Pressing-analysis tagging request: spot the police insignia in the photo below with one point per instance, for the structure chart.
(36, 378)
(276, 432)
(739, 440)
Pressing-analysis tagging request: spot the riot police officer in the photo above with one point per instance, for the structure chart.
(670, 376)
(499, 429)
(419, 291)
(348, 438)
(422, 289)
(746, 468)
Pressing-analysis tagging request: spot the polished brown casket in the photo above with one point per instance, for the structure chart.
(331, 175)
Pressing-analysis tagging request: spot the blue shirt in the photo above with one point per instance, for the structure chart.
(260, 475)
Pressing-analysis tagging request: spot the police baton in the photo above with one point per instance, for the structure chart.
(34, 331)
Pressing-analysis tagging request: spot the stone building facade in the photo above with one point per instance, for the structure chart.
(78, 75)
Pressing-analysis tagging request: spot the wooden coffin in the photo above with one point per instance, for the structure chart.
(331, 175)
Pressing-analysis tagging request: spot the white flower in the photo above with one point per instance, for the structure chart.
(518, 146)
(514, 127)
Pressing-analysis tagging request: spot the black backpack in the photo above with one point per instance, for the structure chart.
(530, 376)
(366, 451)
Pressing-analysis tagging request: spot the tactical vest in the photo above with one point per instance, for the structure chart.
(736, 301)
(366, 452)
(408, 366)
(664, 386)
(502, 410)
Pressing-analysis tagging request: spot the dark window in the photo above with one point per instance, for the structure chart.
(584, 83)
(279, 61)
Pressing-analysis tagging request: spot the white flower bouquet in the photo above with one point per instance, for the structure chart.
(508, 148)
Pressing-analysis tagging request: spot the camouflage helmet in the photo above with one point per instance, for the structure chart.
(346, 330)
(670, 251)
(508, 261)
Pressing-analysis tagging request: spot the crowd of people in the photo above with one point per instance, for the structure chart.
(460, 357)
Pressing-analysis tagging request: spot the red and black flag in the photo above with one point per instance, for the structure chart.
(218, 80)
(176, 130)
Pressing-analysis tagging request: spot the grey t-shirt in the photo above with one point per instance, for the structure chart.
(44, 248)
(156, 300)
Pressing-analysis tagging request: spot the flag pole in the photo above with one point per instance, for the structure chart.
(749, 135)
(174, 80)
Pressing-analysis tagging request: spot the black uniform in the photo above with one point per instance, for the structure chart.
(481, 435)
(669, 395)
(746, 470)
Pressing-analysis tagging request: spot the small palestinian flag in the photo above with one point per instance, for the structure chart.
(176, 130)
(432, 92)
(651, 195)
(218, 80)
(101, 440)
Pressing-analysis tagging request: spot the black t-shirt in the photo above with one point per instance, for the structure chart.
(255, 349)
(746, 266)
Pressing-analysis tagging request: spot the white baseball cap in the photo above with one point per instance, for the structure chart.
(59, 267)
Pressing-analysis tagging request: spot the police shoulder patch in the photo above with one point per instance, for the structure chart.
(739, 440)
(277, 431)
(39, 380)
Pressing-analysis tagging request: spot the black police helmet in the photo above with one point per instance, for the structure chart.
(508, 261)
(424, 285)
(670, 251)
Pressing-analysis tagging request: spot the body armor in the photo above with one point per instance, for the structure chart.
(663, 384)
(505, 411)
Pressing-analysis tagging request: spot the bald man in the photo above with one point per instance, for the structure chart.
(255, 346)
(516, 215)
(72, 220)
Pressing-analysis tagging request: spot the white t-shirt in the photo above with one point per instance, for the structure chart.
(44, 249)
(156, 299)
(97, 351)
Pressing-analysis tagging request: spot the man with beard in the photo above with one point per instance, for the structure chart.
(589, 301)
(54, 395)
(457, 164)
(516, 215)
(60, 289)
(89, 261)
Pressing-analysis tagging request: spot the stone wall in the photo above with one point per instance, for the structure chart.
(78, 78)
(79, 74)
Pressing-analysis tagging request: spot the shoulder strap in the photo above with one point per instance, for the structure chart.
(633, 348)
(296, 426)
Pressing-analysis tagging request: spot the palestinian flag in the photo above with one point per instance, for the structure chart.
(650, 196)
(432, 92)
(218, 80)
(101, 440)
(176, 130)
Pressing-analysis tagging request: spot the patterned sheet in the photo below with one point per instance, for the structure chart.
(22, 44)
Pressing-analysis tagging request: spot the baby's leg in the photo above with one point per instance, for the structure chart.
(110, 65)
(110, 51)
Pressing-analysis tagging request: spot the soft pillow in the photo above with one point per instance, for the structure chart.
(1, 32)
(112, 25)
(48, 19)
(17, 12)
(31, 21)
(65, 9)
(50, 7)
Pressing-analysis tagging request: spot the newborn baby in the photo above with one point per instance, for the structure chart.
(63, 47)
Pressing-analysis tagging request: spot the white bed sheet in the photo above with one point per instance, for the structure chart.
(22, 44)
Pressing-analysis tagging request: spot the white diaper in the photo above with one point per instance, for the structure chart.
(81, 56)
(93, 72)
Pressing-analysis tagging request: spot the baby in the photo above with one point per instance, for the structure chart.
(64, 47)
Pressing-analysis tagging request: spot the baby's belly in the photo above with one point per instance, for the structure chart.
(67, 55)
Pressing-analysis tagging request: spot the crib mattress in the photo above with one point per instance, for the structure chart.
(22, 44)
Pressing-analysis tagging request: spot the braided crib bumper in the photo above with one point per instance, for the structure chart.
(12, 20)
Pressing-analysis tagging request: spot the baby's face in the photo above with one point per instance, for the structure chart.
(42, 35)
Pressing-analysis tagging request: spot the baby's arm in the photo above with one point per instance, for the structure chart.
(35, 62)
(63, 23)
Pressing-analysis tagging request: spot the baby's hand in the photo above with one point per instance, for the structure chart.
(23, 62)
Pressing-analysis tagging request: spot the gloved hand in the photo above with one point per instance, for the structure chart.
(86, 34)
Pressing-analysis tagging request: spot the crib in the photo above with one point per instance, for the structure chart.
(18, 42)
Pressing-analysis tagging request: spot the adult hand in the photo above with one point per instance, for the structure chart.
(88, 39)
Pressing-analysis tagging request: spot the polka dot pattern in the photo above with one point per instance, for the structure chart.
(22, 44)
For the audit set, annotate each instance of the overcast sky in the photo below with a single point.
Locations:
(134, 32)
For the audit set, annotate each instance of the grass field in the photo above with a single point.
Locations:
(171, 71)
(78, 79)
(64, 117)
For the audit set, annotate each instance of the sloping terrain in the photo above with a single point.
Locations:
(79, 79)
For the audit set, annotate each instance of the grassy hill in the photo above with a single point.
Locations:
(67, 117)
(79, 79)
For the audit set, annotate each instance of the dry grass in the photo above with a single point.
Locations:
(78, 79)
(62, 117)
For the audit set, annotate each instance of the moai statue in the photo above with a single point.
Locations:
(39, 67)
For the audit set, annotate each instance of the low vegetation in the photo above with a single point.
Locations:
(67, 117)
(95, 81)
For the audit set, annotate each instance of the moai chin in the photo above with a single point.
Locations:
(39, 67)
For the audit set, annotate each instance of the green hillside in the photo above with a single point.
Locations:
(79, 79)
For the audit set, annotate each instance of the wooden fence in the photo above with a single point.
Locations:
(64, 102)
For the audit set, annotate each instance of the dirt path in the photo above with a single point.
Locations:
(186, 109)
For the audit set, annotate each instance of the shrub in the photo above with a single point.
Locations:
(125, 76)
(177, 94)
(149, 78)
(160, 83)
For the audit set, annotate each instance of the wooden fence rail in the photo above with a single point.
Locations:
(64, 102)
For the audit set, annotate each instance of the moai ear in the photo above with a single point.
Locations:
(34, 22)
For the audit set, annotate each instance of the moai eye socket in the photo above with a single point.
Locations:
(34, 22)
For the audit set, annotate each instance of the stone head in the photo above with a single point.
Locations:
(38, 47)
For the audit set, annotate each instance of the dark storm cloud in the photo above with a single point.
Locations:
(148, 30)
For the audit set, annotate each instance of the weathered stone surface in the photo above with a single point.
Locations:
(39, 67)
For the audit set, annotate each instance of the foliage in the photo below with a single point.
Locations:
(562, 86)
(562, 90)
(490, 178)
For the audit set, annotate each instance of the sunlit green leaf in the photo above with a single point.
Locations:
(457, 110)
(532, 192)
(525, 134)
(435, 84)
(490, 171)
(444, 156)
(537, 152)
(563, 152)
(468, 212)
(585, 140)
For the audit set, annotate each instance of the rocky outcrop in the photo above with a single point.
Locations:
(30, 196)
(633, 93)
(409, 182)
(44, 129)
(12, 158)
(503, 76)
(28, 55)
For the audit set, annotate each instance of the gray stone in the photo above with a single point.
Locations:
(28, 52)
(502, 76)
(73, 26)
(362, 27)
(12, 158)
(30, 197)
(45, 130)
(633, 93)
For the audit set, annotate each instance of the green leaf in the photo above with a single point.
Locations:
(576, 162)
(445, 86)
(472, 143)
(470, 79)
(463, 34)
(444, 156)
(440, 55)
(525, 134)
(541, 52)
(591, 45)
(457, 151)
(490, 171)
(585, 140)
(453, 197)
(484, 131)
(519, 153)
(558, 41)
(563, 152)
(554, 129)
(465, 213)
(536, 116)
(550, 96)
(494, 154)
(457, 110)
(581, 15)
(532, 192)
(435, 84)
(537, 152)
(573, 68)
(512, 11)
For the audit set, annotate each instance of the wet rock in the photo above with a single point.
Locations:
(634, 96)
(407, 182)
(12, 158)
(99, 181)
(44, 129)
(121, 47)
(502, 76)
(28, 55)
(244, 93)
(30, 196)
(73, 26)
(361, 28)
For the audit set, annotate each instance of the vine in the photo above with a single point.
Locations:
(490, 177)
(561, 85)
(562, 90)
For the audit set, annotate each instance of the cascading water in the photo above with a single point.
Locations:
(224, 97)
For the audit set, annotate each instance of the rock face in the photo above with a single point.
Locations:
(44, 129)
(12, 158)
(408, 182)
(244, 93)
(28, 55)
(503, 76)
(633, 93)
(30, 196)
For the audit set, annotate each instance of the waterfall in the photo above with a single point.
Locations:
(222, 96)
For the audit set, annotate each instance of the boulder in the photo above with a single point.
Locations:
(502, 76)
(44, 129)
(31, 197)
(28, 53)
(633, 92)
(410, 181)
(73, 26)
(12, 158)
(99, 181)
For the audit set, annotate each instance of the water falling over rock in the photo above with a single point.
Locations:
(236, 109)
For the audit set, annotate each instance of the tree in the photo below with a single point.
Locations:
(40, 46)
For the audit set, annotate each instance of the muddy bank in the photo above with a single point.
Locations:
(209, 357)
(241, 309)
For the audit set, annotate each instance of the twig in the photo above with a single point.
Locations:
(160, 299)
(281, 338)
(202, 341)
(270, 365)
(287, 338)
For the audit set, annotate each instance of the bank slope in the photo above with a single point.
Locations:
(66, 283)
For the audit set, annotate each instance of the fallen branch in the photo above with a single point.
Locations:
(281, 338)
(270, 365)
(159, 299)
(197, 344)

####

- WHAT IS BEING ASKED -
Repeat, word for word, every line from the line that contains "For the audit set, annotate each instance of the wet" to the end of the entries; include both of those lines and no others.

- EXPECTED ANSWER -
For the audit set, annotate each instance of the wet rock in the photo above with a single point.
Locations:
(634, 96)
(407, 182)
(12, 158)
(99, 181)
(44, 129)
(121, 47)
(502, 76)
(28, 55)
(244, 93)
(30, 196)
(73, 26)
(361, 28)
For the audit set, annotate each instance of the vine in the photo above with a single point.
Locations:
(490, 177)
(561, 85)
(562, 90)
For the audit set, annotate each instance of the cascading water in the photo above with a single point.
Locations:
(224, 97)
For the audit set, annotate each instance of the rock face in the photo above with a single point.
Locations:
(44, 129)
(12, 158)
(408, 182)
(244, 93)
(28, 55)
(503, 76)
(633, 93)
(30, 196)
For the audit set, annotate each instance of the waterfall in the photo above with a single point.
Locations:
(222, 96)
For the audit set, annotate each instance of the boulder in the photo above with a single point.
Locations:
(502, 76)
(44, 129)
(31, 197)
(28, 53)
(633, 92)
(410, 181)
(73, 26)
(12, 158)
(99, 181)
For the audit set, annotate each instance of the water falling over rock in the photo above with a single point.
Locations:
(236, 109)
For the audit set, annotate each instance of the tree in the photo below with a single point.
Locations:
(40, 46)
For the audit set, annotate each instance of the muddy bank in the photo above with a single point.
Locations:
(209, 357)
(241, 309)
For the audit set, annotate each instance of the twig in the photo above with a single point.
Locations:
(160, 299)
(281, 338)
(202, 341)
(270, 365)
(287, 338)
For the audit set, annotate each instance of the bank slope in the photo above with a single point.
Locations:
(66, 283)
For the audit set, annotate each instance of the fallen branch in the photo above with a single point.
Locations:
(281, 338)
(270, 365)
(159, 299)
(197, 344)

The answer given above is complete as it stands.